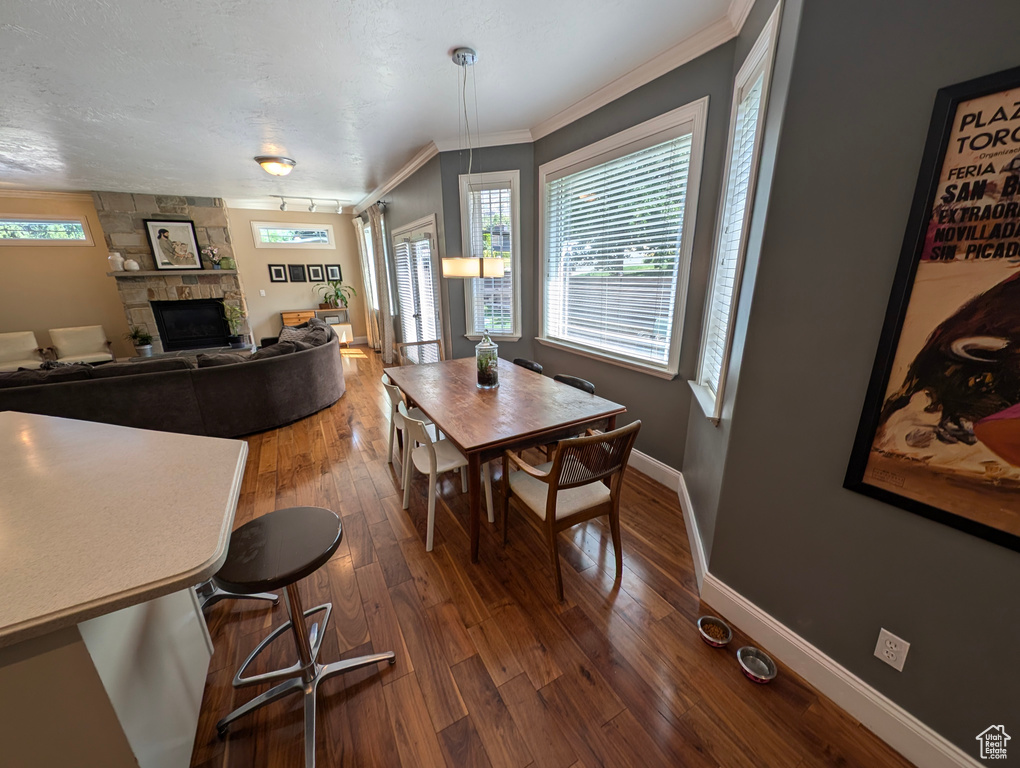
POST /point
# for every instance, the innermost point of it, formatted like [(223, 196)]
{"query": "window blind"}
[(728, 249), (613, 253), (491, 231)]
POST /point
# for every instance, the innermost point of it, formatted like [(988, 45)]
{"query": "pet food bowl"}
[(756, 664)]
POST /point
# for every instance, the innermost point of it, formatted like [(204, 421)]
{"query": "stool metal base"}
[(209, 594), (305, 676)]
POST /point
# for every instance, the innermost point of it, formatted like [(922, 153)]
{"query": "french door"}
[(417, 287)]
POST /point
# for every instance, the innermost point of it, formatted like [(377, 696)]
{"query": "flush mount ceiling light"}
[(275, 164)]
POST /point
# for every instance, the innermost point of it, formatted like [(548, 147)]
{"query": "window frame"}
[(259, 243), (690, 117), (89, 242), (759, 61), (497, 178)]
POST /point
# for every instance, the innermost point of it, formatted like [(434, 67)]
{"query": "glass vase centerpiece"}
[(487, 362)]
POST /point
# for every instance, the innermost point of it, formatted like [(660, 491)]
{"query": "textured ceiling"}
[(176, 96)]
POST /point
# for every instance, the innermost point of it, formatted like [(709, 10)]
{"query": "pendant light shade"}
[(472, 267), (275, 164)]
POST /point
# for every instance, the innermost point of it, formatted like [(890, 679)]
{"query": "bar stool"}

## Exercise
Transcribe all the lines above exactly, apart from the pictures.

## Exercise answer
POST /point
# for every instance, the innermost point of it, formatted like [(223, 196)]
{"query": "window blind"}
[(728, 249), (613, 253), (491, 231)]
POST /point
# for every instance, the innermost point of it, formatted like [(988, 45)]
{"query": "pet food bowl"}
[(756, 664)]
POST /point
# for every instance, the innermost point of it, formatted like [(204, 421)]
{"query": "stool metal base"}
[(209, 594), (305, 676)]
POST /point
# for every instance, the innermost point of it, formatted like [(922, 153)]
{"query": "french door"}
[(417, 287)]
POST /point
# for every instance, the innermost point of it, formatted like [(377, 696)]
{"query": "flush mount ceiling light"}
[(275, 164)]
POST /point
# for every instance, the innermost point of it, formatted like [(548, 147)]
{"query": "window frame"}
[(259, 243), (690, 117), (89, 242), (759, 61), (497, 178)]
POST /point
# for every instance, the innermost point of it, formatted like [(434, 67)]
{"query": "glass vase centerpiece"}
[(487, 362)]
POST /point
# for every instance, the innermost point of it, formatted like [(660, 491)]
{"query": "textured ceiling"}
[(176, 96)]
POST /point
# for every instance, the innermost point of it, formatted like [(709, 10)]
{"query": "pendant light shade"}
[(472, 267), (275, 164)]
POST /point
# for every instance, the innermost point of it, formatted like [(890, 679)]
{"query": "bar stool"}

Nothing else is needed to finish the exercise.